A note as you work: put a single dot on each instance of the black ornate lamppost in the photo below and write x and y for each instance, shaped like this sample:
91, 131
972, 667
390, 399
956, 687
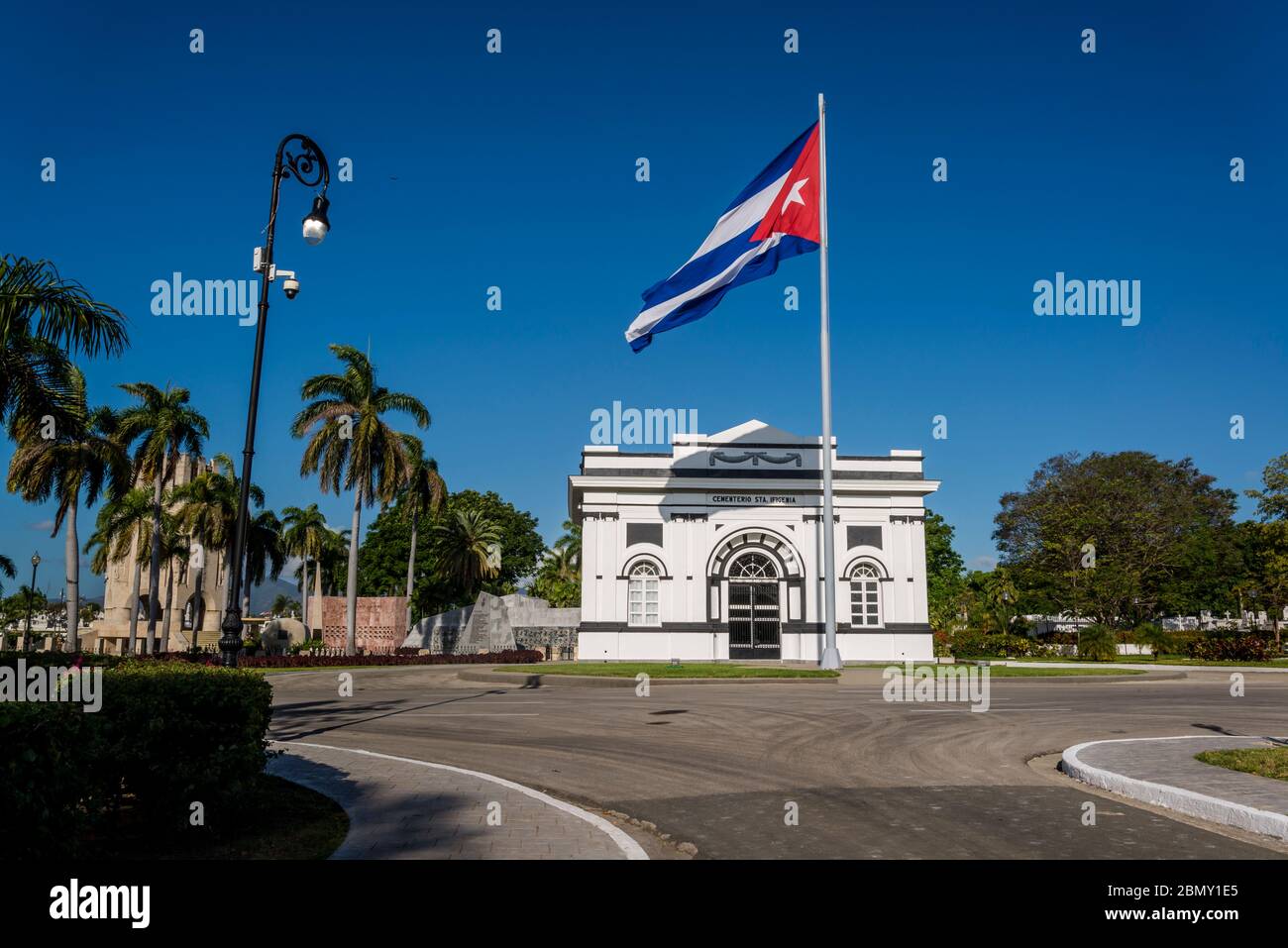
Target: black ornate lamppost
297, 156
31, 599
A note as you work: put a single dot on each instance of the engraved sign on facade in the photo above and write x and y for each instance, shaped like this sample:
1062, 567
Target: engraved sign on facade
754, 500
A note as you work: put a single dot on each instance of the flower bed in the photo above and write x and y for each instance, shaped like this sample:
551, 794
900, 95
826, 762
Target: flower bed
167, 734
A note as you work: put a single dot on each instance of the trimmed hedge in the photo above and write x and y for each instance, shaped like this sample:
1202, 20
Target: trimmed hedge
59, 659
1235, 648
307, 661
167, 734
973, 643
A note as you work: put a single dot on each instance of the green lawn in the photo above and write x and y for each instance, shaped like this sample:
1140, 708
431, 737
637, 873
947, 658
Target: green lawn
1010, 672
664, 670
1263, 762
277, 819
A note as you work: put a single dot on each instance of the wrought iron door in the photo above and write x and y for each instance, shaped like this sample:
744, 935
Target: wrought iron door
754, 620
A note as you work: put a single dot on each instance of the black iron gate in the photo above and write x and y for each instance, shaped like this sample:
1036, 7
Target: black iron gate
754, 620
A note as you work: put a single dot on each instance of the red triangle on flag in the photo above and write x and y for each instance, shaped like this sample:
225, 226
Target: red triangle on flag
797, 207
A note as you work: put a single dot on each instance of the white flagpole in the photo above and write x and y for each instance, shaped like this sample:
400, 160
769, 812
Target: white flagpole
831, 657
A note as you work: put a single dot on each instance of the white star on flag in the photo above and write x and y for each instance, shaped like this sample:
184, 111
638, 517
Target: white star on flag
795, 196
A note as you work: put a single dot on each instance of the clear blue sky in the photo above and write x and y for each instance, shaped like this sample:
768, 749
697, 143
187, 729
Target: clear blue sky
518, 170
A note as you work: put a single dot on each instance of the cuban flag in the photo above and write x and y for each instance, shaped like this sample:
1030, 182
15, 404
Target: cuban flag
774, 218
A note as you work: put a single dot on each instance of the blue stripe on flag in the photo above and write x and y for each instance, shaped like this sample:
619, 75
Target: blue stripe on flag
763, 265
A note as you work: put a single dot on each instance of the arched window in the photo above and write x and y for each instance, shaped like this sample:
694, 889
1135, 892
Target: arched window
754, 566
642, 595
864, 595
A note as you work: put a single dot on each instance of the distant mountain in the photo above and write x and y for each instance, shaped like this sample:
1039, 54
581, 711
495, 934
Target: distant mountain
262, 596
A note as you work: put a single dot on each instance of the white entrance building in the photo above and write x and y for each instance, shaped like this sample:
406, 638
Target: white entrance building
715, 550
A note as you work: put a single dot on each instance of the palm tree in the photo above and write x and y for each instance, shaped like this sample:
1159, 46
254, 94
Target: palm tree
352, 445
44, 318
265, 553
424, 489
174, 550
121, 530
305, 536
7, 569
81, 460
165, 427
570, 544
206, 511
468, 548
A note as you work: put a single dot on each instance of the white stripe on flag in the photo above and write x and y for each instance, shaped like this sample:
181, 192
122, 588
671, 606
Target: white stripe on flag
652, 316
738, 219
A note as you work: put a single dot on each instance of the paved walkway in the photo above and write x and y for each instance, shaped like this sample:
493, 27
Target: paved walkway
1163, 771
408, 809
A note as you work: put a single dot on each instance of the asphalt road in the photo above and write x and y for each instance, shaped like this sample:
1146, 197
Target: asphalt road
720, 766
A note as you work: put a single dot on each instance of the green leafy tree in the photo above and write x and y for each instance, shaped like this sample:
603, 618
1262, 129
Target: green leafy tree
7, 569
1106, 535
1157, 638
945, 584
43, 320
468, 548
387, 543
1098, 643
349, 443
80, 462
1273, 496
558, 581
163, 425
424, 489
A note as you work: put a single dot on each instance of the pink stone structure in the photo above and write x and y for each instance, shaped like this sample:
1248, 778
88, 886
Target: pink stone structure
381, 622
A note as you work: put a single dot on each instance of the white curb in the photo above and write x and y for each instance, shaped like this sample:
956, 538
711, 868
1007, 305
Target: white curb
1186, 801
629, 846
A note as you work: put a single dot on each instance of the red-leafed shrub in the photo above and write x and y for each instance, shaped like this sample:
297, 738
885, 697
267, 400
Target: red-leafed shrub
1235, 648
304, 661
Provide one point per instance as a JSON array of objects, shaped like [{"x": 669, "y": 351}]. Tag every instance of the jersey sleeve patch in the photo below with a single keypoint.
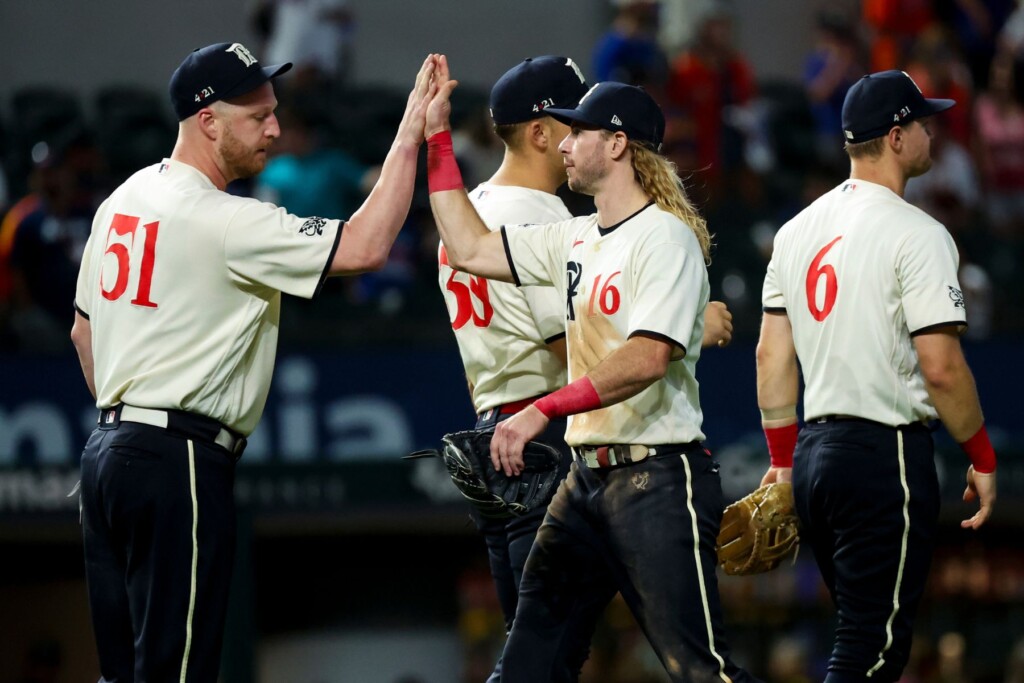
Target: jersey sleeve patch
[
  {"x": 80, "y": 311},
  {"x": 330, "y": 256}
]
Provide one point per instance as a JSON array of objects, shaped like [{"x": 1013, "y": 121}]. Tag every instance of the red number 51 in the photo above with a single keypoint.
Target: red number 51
[{"x": 120, "y": 226}]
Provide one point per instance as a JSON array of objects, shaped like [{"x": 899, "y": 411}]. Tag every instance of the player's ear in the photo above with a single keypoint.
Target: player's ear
[
  {"x": 208, "y": 123},
  {"x": 620, "y": 143},
  {"x": 539, "y": 134},
  {"x": 896, "y": 137}
]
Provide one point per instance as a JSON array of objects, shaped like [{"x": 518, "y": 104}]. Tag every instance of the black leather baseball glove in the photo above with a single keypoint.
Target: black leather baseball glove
[{"x": 467, "y": 457}]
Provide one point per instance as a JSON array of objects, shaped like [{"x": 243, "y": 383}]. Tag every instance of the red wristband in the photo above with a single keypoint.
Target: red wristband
[
  {"x": 578, "y": 396},
  {"x": 980, "y": 451},
  {"x": 781, "y": 443},
  {"x": 442, "y": 170}
]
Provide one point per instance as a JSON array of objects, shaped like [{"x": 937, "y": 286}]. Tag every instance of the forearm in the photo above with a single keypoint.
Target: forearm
[
  {"x": 368, "y": 237},
  {"x": 470, "y": 246},
  {"x": 955, "y": 399},
  {"x": 625, "y": 373}
]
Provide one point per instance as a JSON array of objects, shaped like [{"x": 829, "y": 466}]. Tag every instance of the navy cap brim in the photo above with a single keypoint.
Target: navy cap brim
[
  {"x": 569, "y": 116},
  {"x": 255, "y": 79},
  {"x": 936, "y": 105}
]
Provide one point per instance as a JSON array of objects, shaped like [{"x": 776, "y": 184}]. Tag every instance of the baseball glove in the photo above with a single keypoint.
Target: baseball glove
[
  {"x": 467, "y": 457},
  {"x": 759, "y": 530}
]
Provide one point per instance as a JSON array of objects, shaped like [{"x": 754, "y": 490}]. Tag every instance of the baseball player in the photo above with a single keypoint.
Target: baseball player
[
  {"x": 641, "y": 506},
  {"x": 512, "y": 340},
  {"x": 862, "y": 289},
  {"x": 176, "y": 329}
]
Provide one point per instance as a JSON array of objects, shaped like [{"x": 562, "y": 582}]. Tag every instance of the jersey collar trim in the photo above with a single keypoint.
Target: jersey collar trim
[{"x": 605, "y": 230}]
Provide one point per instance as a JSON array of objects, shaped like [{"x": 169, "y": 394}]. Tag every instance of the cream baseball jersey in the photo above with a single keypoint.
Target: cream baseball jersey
[
  {"x": 181, "y": 284},
  {"x": 858, "y": 273},
  {"x": 645, "y": 274},
  {"x": 503, "y": 330}
]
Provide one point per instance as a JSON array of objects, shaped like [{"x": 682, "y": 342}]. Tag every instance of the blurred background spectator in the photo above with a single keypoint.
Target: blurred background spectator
[
  {"x": 707, "y": 78},
  {"x": 314, "y": 35},
  {"x": 41, "y": 243},
  {"x": 836, "y": 62}
]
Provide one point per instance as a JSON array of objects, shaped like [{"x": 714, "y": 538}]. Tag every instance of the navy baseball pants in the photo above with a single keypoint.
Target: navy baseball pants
[
  {"x": 159, "y": 528},
  {"x": 867, "y": 497},
  {"x": 646, "y": 529},
  {"x": 508, "y": 544}
]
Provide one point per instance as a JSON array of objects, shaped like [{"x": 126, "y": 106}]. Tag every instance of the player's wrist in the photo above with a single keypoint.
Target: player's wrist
[
  {"x": 578, "y": 396},
  {"x": 781, "y": 444},
  {"x": 442, "y": 170},
  {"x": 979, "y": 450}
]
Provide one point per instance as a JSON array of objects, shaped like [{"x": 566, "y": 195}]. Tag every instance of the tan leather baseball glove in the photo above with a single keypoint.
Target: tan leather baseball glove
[{"x": 759, "y": 530}]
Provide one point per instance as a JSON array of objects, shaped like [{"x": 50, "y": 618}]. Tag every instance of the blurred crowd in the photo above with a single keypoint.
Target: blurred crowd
[{"x": 753, "y": 152}]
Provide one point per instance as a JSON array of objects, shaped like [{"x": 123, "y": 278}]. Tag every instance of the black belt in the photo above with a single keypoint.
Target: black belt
[
  {"x": 826, "y": 419},
  {"x": 596, "y": 457},
  {"x": 186, "y": 424}
]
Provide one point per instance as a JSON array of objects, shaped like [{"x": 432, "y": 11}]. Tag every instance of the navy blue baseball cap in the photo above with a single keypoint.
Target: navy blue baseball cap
[
  {"x": 878, "y": 101},
  {"x": 526, "y": 90},
  {"x": 617, "y": 107},
  {"x": 217, "y": 72}
]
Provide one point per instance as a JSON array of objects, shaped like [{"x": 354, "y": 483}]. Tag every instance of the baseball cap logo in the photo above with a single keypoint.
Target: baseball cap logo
[
  {"x": 588, "y": 93},
  {"x": 572, "y": 66},
  {"x": 242, "y": 53}
]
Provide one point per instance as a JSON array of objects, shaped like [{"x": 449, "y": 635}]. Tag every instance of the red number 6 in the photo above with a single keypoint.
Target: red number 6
[{"x": 832, "y": 285}]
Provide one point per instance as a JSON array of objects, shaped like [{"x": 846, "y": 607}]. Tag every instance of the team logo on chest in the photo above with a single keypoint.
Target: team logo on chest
[
  {"x": 956, "y": 296},
  {"x": 573, "y": 273},
  {"x": 313, "y": 226}
]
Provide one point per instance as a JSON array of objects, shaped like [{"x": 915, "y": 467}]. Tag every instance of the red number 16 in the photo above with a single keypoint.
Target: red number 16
[{"x": 120, "y": 226}]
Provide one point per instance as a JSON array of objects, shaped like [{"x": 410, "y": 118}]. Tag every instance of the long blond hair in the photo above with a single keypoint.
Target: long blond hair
[{"x": 658, "y": 178}]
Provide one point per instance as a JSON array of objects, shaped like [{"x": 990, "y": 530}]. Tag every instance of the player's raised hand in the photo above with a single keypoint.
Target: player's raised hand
[
  {"x": 981, "y": 486},
  {"x": 411, "y": 128},
  {"x": 718, "y": 325},
  {"x": 511, "y": 436},
  {"x": 439, "y": 110}
]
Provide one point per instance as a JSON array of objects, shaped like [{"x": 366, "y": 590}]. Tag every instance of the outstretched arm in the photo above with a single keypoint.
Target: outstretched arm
[
  {"x": 471, "y": 247},
  {"x": 368, "y": 237},
  {"x": 628, "y": 371},
  {"x": 718, "y": 325},
  {"x": 81, "y": 336}
]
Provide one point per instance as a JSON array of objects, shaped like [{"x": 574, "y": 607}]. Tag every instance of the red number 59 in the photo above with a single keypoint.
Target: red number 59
[
  {"x": 120, "y": 226},
  {"x": 814, "y": 273}
]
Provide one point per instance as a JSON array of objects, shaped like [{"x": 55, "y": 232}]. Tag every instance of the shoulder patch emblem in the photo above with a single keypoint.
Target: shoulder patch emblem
[
  {"x": 956, "y": 296},
  {"x": 313, "y": 226}
]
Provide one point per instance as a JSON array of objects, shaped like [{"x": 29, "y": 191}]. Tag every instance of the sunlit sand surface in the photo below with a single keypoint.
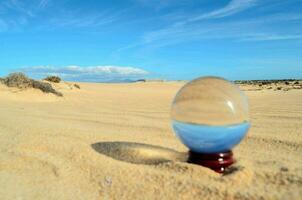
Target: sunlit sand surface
[{"x": 114, "y": 141}]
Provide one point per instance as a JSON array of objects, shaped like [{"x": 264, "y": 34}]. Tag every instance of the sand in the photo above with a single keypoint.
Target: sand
[{"x": 114, "y": 141}]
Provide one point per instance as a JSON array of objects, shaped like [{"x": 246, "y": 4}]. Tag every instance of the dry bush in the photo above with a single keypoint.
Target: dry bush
[
  {"x": 54, "y": 79},
  {"x": 19, "y": 80},
  {"x": 77, "y": 86},
  {"x": 45, "y": 87}
]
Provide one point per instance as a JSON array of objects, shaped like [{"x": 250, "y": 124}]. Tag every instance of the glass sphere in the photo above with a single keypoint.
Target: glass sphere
[{"x": 210, "y": 115}]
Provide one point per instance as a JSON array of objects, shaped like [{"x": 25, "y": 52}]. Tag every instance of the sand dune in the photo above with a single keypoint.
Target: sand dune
[{"x": 114, "y": 141}]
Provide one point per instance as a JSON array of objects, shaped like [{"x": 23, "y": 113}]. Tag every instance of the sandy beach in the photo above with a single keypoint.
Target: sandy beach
[{"x": 114, "y": 141}]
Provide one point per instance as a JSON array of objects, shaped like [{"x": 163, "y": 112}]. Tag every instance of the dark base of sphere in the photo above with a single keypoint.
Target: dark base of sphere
[{"x": 215, "y": 161}]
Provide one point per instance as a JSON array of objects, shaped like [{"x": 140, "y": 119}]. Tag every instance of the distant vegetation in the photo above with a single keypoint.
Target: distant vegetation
[
  {"x": 21, "y": 81},
  {"x": 54, "y": 79},
  {"x": 77, "y": 86},
  {"x": 283, "y": 84}
]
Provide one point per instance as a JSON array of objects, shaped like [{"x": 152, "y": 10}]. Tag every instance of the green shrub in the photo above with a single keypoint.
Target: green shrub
[
  {"x": 77, "y": 86},
  {"x": 21, "y": 81},
  {"x": 54, "y": 79}
]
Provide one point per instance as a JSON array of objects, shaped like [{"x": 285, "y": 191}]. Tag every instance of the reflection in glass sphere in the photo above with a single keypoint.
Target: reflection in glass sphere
[{"x": 210, "y": 115}]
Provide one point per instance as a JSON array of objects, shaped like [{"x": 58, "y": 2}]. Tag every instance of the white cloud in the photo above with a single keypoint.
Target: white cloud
[
  {"x": 90, "y": 74},
  {"x": 233, "y": 7}
]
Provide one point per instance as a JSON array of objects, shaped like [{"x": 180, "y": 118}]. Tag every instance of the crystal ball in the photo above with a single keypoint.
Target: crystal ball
[{"x": 210, "y": 115}]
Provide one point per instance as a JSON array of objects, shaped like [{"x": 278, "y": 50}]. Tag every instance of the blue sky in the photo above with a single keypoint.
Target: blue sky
[{"x": 97, "y": 40}]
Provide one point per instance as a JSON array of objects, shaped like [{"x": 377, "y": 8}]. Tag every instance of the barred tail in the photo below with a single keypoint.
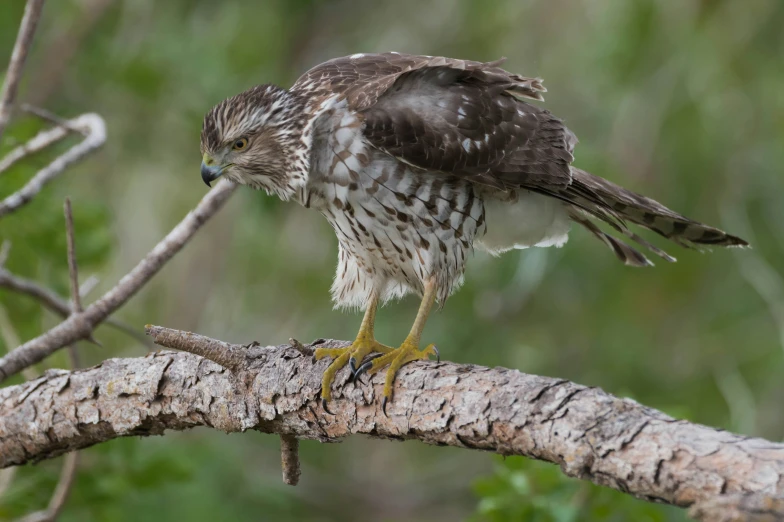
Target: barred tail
[{"x": 616, "y": 206}]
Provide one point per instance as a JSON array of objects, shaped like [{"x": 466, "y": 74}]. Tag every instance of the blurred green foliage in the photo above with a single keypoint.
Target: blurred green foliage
[{"x": 679, "y": 100}]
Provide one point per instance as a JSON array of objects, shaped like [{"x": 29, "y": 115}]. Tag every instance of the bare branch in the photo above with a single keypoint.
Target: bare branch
[
  {"x": 67, "y": 475},
  {"x": 73, "y": 268},
  {"x": 289, "y": 459},
  {"x": 24, "y": 39},
  {"x": 4, "y": 250},
  {"x": 737, "y": 508},
  {"x": 57, "y": 304},
  {"x": 51, "y": 118},
  {"x": 37, "y": 143},
  {"x": 591, "y": 434},
  {"x": 96, "y": 137},
  {"x": 79, "y": 326}
]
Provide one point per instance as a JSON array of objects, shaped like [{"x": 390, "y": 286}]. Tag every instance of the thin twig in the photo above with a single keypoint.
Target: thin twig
[
  {"x": 289, "y": 459},
  {"x": 94, "y": 139},
  {"x": 53, "y": 302},
  {"x": 88, "y": 285},
  {"x": 4, "y": 250},
  {"x": 80, "y": 326},
  {"x": 73, "y": 269},
  {"x": 11, "y": 338},
  {"x": 24, "y": 40},
  {"x": 37, "y": 143},
  {"x": 50, "y": 117}
]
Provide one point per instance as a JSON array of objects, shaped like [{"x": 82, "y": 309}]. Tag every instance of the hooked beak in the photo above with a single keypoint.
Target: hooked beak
[{"x": 210, "y": 170}]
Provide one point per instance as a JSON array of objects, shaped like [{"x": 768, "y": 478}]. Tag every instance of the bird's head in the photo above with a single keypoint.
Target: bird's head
[{"x": 255, "y": 139}]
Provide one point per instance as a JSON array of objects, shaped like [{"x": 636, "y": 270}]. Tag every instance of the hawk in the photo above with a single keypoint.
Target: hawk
[{"x": 415, "y": 161}]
--------------------
Exercise objective =>
Retype exactly the lines of the data above that fall between the line with "the baseball player" and the line with "the player's wrist", inclusive, and add nothing.

Answer for the task =>
Provide one point per instance as a JSON array of objects, shaped like [{"x": 754, "y": 490}]. Tag every instance of the baseball player in the photo above with a single keypoint.
Target: baseball player
[
  {"x": 641, "y": 506},
  {"x": 512, "y": 340},
  {"x": 862, "y": 289},
  {"x": 176, "y": 329}
]
Provide one point per instance as a JSON array of objects, shaped like [{"x": 562, "y": 582}]. Tag every instance of the jersey collar trim in the photo above with a single keypoint.
Target: jersey collar trim
[{"x": 605, "y": 230}]
Provide one point per instance as a JSON array of objects, shaped like [{"x": 169, "y": 394}]. Tag every instance of the cream baseball jersey in the photo above with a single keypoint.
Target: cream baseball jersey
[
  {"x": 181, "y": 284},
  {"x": 858, "y": 273},
  {"x": 645, "y": 274},
  {"x": 503, "y": 330}
]
Provide one point per instance as a JSON array of objects, shaped like [{"x": 682, "y": 342}]. Tag every instance of the blurred background spectator in the photo above with a single keypoint.
Target: blurred background spectator
[
  {"x": 707, "y": 78},
  {"x": 314, "y": 35},
  {"x": 41, "y": 243},
  {"x": 836, "y": 62}
]
Provide one point per instance as a JSON array of objects, shaped like [{"x": 714, "y": 538}]. Tag every instance of the navy baseball pants in the photo above with a single keypoint.
Target: navy baseball pants
[
  {"x": 159, "y": 528},
  {"x": 867, "y": 497},
  {"x": 646, "y": 529},
  {"x": 508, "y": 544}
]
Provide one point per instance as a JSON array of objects, shaped like [{"x": 126, "y": 106}]. Tag every instance of the player's wrist in the photo above with a single keypoint.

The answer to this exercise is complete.